===== Material supplied
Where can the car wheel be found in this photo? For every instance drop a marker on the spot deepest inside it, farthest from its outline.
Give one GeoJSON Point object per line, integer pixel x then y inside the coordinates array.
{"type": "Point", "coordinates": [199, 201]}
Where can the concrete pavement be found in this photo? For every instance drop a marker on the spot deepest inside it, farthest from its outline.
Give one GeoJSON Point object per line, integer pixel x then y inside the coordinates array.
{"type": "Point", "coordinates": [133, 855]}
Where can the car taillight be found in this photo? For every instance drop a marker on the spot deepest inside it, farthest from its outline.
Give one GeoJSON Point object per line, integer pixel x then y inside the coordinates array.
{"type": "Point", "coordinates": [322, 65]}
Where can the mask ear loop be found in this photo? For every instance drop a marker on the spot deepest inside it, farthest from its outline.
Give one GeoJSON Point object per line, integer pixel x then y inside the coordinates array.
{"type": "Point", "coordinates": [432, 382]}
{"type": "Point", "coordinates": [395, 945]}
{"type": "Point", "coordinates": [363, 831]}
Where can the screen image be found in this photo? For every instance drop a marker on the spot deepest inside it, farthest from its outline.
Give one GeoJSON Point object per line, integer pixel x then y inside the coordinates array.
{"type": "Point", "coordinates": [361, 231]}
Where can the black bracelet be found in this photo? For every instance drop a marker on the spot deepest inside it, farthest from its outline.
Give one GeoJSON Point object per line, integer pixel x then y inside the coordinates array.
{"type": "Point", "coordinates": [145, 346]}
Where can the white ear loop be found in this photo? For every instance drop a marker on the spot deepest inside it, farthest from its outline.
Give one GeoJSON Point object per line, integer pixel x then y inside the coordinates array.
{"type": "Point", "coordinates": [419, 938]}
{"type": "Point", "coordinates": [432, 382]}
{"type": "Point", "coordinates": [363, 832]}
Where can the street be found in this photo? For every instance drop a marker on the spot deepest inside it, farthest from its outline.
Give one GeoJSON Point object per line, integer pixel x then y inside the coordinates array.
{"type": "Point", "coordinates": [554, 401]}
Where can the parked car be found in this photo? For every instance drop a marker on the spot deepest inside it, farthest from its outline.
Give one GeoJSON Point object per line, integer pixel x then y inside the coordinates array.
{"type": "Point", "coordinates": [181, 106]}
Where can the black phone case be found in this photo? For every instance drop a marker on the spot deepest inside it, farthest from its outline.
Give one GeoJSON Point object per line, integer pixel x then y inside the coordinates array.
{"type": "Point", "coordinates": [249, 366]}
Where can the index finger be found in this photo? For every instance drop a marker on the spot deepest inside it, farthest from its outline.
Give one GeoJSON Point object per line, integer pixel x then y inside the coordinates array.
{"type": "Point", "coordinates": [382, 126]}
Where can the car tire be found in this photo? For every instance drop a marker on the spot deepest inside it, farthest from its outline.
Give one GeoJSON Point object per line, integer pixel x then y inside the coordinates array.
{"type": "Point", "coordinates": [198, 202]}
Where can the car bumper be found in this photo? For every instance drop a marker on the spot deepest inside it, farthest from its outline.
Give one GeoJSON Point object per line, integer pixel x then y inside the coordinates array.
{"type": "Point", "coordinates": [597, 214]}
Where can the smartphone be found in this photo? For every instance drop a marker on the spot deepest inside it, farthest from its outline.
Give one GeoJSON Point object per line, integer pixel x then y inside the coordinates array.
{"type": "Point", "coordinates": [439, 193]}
==========
• **Your instructions**
In this exercise, the data above is to be printed exactly.

• **Answer below**
Where can the car wheel be found in this photo? For every instance drop a marker on the spot deepest inside it, farthest from its outline.
Give one GeoJSON Point object per line, integer pixel x then y inside the coordinates array.
{"type": "Point", "coordinates": [199, 201]}
Where can the concrete pavement be found in this photo? For every instance drop a marker on the spot deepest inside it, farthest from its outline.
Give one GeoJSON Point object per line, integer pixel x then y inside the coordinates array.
{"type": "Point", "coordinates": [133, 855]}
Where can the car taillight be found in this photo? For every instance drop a marker on the spot deepest inside it, farthest from its outline.
Give one GeoJSON Point object per line, integer pixel x then y inside the coordinates array.
{"type": "Point", "coordinates": [322, 65]}
Where can the mask ear loop be found in this photo? For every instance drop a marker on the spot deepest inside it, farthest from its outline.
Give one GeoJSON Point object per line, integer pixel x then y inside the coordinates array.
{"type": "Point", "coordinates": [432, 382]}
{"type": "Point", "coordinates": [395, 945]}
{"type": "Point", "coordinates": [363, 831]}
Where can the screen image be found in this photo? For every instance drop a marker on the spot deepest inside it, farthest from its outline.
Give one GeoJSON Point object per line, integer pixel x then y inside the coordinates array.
{"type": "Point", "coordinates": [361, 231]}
Where can the black bracelet be found in this photo? For every instance drop a marker on the spot deepest inside it, farthest from its outline.
Give one GeoJSON Point object per line, integer pixel x then y inside the coordinates array.
{"type": "Point", "coordinates": [145, 346]}
Where can the white ear loop be found in this photo? For every instance drop a marker on the spot deepest inside it, farthest from its outline.
Give one GeoJSON Point object per line, integer pixel x then y inside the coordinates array.
{"type": "Point", "coordinates": [419, 938]}
{"type": "Point", "coordinates": [432, 382]}
{"type": "Point", "coordinates": [363, 832]}
Where can the street be found in this photo? For every instance drop a marker on the spot deepest inside it, farthest from its outline.
Give one GeoJSON Point object per line, integer pixel x then y inside the coordinates array.
{"type": "Point", "coordinates": [554, 401]}
Where can the parked car be found in this photo? For every instance drop a marker on the spot deepest inside it, farthest from its outline.
Give one GeoJSON Point object per line, integer pixel x then y inside the coordinates array.
{"type": "Point", "coordinates": [181, 106]}
Where can the black phone case be found in this photo? For every instance drop a marker on the spot deepest inside it, farthest from its outline.
Give one GeoJSON Point object per line, integer pixel x then y inside the coordinates array.
{"type": "Point", "coordinates": [249, 366]}
Where can the index finger be found in this photo? For every instance drop a marker on the spot deepest inside it, farthest from its outline.
Give one GeoJSON Point object per line, integer pixel x then y inside the coordinates array.
{"type": "Point", "coordinates": [382, 126]}
Where can the car tire be found in this photo? For every instance drop a marker on the spot deepest inside it, farthest from its outline.
Give one GeoJSON Point object per line, integer pixel x then y inside the coordinates array.
{"type": "Point", "coordinates": [198, 202]}
Where can the car bumper be found in this photo? For every instance drop a marker on the spot deepest inside it, farthest from its outline.
Give one GeoJSON Point object per line, integer pixel x then y inside the coordinates array.
{"type": "Point", "coordinates": [597, 214]}
Where can the smartphone be found in this photo? For every instance drop a marker on the spot deepest inside it, farthest from its outline.
Give one GeoJSON Point object per line, integer pixel x then y inside the coordinates array.
{"type": "Point", "coordinates": [439, 193]}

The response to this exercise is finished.